The task
Copy out, character for character, the part of the entries below that opens with the line containing "Target: eyeglass frame" and closes with the line containing "38), (114, 38)]", with both of those lines included.

Data
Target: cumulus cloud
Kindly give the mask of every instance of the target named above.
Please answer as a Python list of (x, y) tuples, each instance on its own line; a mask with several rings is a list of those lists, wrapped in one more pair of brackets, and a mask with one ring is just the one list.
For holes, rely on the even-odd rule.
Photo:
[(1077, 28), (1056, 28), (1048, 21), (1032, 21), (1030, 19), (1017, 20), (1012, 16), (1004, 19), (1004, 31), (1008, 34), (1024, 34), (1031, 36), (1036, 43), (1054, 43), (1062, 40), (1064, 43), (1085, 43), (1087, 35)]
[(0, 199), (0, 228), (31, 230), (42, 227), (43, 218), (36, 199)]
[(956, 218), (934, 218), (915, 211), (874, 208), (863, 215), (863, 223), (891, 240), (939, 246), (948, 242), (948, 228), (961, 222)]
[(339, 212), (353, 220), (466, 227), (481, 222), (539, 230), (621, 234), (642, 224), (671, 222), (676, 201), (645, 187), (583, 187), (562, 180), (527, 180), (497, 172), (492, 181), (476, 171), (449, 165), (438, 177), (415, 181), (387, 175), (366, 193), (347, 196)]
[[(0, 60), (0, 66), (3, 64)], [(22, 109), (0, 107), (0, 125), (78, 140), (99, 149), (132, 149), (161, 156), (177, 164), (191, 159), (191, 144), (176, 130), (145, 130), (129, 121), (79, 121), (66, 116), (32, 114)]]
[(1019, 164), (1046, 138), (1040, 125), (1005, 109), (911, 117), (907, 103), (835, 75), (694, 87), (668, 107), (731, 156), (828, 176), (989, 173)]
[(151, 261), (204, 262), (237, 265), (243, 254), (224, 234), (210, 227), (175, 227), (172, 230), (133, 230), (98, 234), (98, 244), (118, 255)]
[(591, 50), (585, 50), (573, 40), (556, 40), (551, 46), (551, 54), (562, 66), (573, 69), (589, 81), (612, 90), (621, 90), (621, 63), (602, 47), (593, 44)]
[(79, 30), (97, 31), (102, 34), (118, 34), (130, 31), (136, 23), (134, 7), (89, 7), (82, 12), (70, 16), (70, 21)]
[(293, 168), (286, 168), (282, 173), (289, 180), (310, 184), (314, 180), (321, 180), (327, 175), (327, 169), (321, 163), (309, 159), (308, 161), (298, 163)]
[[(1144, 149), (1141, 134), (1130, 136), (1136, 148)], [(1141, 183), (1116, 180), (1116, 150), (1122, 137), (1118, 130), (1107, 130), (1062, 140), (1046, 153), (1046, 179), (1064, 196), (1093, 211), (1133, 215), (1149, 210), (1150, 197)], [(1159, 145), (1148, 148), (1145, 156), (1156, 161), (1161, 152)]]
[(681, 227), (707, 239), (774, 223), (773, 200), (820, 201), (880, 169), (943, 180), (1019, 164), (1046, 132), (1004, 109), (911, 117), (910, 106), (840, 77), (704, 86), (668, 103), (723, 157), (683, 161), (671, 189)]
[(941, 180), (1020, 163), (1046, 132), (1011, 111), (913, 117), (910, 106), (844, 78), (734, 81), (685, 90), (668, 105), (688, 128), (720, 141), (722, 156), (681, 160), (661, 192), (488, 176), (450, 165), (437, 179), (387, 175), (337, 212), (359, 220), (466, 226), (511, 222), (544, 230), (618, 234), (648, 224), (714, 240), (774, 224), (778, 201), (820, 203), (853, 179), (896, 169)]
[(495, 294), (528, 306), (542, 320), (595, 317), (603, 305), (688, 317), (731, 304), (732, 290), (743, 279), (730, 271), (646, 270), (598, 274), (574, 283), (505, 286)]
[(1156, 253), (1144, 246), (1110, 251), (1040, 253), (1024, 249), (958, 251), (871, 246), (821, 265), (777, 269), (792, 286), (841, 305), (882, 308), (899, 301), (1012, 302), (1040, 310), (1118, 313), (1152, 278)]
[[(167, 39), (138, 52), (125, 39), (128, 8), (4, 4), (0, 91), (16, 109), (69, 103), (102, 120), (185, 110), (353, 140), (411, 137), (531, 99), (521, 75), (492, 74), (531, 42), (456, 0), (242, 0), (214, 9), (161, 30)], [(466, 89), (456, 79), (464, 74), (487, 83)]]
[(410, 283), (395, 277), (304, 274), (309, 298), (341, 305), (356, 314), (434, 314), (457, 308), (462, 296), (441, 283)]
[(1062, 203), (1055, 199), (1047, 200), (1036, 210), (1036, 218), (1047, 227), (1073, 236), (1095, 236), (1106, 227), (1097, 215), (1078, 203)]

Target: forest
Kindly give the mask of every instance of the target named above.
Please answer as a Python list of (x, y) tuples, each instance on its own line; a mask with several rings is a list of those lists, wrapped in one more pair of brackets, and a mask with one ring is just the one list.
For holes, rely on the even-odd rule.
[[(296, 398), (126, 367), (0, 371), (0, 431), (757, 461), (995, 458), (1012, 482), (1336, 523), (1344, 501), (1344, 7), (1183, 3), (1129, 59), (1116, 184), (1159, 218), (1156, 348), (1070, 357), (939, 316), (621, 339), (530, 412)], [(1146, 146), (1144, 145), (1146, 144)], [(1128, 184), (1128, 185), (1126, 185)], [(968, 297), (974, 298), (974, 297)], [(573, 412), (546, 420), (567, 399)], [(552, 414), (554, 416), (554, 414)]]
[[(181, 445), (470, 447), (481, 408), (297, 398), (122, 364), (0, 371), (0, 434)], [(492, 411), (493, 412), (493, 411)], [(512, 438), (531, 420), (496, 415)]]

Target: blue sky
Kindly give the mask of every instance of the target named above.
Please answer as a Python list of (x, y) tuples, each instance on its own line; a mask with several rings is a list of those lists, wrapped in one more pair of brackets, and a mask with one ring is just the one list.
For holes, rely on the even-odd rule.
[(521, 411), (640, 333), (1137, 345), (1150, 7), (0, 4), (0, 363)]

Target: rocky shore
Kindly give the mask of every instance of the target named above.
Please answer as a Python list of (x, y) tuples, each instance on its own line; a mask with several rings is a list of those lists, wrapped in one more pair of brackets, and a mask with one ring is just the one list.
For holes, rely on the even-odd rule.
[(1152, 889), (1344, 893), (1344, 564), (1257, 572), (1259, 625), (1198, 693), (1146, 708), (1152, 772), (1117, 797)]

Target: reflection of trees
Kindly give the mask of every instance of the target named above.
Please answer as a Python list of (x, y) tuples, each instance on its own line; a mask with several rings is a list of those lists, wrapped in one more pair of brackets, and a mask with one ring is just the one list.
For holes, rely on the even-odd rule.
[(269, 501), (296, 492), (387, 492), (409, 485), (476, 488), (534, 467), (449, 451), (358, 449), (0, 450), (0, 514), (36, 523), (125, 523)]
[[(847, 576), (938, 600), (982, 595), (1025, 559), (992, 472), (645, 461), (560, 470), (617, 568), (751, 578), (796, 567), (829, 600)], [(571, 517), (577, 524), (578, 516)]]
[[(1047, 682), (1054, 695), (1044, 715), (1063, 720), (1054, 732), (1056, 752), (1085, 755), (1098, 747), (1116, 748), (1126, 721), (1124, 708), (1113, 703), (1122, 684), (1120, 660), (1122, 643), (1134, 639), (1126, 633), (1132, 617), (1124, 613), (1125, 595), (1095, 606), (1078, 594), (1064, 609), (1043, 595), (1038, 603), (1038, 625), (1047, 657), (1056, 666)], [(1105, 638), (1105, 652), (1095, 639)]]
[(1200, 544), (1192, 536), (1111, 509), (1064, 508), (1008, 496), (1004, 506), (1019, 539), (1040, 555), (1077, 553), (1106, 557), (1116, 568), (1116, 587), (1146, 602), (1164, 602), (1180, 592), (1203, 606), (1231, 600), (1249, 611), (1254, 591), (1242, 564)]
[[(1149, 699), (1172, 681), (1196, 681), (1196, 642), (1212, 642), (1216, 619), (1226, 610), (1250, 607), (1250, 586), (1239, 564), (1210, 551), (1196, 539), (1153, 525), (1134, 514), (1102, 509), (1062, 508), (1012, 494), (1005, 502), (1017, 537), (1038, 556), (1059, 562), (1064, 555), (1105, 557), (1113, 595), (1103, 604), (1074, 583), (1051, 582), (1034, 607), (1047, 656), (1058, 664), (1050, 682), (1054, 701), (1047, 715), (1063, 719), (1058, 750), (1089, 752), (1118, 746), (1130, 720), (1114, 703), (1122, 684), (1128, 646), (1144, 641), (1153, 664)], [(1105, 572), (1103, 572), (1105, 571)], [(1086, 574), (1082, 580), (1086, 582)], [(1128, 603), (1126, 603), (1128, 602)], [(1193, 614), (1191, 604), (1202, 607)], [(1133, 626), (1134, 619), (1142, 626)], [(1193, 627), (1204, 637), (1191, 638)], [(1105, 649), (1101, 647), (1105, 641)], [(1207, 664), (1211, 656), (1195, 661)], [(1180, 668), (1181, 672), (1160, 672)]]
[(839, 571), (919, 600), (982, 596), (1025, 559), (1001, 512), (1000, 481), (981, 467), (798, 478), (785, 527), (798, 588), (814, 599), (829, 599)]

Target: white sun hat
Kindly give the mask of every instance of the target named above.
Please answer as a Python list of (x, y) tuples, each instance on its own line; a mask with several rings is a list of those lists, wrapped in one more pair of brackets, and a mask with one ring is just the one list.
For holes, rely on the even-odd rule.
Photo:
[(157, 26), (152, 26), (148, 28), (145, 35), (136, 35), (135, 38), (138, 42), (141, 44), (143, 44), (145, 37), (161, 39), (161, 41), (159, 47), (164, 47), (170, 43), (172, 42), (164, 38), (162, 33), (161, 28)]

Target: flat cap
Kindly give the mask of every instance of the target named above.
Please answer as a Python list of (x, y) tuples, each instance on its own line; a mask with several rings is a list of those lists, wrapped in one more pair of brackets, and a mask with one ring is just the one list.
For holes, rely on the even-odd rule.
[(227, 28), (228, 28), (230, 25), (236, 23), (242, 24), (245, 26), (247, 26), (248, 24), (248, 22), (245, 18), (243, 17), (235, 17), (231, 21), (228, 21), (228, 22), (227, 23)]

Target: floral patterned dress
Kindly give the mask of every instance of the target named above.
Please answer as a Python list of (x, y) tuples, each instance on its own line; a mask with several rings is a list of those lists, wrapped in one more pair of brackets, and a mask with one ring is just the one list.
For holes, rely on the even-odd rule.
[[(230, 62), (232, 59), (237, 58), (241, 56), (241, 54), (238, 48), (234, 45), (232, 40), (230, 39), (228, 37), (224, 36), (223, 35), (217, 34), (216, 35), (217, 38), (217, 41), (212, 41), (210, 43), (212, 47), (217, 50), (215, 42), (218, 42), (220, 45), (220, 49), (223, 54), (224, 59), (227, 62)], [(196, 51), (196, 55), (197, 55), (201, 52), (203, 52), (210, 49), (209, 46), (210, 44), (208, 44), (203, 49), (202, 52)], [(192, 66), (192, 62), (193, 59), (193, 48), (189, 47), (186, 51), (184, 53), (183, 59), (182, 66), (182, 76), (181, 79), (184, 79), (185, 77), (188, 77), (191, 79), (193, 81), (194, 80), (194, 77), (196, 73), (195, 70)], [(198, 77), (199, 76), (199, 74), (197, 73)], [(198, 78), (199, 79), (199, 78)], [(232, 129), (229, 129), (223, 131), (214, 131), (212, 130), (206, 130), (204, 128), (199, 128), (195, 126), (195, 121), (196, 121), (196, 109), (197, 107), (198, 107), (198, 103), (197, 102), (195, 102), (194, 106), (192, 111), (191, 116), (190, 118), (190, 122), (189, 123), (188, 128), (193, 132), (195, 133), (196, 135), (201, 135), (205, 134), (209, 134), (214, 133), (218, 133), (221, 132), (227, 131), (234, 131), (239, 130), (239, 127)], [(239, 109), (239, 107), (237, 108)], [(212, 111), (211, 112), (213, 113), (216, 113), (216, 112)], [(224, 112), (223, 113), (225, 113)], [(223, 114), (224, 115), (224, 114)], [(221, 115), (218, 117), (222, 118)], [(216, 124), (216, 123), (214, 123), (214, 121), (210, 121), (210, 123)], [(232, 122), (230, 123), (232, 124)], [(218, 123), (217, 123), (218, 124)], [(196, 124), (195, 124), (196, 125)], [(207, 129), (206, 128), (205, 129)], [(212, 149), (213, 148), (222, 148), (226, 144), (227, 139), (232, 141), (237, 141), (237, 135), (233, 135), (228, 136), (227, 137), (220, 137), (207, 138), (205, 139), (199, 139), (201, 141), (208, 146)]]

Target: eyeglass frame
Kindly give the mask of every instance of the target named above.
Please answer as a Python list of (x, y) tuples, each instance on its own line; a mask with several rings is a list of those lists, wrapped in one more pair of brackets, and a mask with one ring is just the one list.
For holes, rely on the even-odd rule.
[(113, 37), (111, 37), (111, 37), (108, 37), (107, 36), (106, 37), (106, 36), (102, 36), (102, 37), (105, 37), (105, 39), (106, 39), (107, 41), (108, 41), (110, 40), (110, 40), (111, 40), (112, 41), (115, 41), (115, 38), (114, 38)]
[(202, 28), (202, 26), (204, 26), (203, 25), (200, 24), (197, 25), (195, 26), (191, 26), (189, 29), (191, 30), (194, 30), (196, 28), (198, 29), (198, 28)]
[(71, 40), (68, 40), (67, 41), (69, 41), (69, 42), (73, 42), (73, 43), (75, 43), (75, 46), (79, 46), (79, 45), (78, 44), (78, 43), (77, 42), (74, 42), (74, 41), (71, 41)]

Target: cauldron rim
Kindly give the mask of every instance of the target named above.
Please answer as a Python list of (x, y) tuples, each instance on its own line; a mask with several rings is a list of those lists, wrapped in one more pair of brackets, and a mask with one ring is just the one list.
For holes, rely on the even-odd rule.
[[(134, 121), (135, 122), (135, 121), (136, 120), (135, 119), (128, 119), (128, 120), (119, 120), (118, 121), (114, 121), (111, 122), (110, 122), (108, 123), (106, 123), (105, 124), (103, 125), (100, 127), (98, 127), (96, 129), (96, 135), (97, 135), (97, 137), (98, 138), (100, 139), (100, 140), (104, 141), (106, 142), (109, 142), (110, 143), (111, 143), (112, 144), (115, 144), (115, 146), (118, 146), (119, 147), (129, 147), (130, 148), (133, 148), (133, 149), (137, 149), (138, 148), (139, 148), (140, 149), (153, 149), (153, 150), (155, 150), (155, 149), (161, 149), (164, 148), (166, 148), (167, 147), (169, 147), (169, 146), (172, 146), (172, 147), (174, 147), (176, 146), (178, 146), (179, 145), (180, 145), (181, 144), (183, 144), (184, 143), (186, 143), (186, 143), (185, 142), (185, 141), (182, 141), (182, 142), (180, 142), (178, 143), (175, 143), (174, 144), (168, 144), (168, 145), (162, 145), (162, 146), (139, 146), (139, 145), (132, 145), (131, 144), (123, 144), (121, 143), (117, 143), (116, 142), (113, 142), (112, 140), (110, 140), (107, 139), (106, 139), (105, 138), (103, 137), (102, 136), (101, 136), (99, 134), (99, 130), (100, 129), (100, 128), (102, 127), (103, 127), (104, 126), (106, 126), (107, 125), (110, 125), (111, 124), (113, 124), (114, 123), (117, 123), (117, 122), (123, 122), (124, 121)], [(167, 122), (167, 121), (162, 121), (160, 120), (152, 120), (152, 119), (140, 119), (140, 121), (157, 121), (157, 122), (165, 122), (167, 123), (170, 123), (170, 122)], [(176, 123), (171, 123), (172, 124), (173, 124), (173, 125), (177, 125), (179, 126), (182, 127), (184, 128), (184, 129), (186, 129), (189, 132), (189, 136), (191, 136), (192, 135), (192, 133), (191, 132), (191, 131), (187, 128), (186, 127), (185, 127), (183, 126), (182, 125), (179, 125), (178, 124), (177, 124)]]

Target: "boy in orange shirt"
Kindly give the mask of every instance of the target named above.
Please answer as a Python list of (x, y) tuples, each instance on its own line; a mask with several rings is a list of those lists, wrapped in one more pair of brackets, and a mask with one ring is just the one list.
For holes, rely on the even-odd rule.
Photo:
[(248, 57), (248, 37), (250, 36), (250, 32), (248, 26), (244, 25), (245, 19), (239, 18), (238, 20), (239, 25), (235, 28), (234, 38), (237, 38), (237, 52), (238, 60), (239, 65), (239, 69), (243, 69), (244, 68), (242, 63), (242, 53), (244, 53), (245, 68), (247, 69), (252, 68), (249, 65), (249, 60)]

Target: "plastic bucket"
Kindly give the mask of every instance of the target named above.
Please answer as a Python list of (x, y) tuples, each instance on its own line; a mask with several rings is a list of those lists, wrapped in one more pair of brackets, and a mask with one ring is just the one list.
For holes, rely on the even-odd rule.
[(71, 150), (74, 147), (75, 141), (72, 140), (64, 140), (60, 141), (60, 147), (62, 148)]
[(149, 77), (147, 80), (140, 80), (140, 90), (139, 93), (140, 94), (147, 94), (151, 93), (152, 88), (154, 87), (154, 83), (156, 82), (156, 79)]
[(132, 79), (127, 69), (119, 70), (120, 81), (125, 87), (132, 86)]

Solution to the problem
Target: eyeglass frame
Kindly give the mask of every instance of the target named above.
Please answer as a Python list of (x, y) tuples, each instance on its own line; a mask with several rings is a list of those lists, wrapped in one more pair of brackets, and a mask with one ring is just the one list.
For holes, rely on the even-odd rule.
[(113, 37), (111, 37), (111, 37), (108, 37), (107, 36), (106, 37), (106, 36), (102, 36), (102, 37), (105, 37), (105, 39), (106, 39), (107, 41), (108, 41), (110, 40), (110, 40), (111, 40), (112, 41), (115, 41), (115, 38), (114, 38)]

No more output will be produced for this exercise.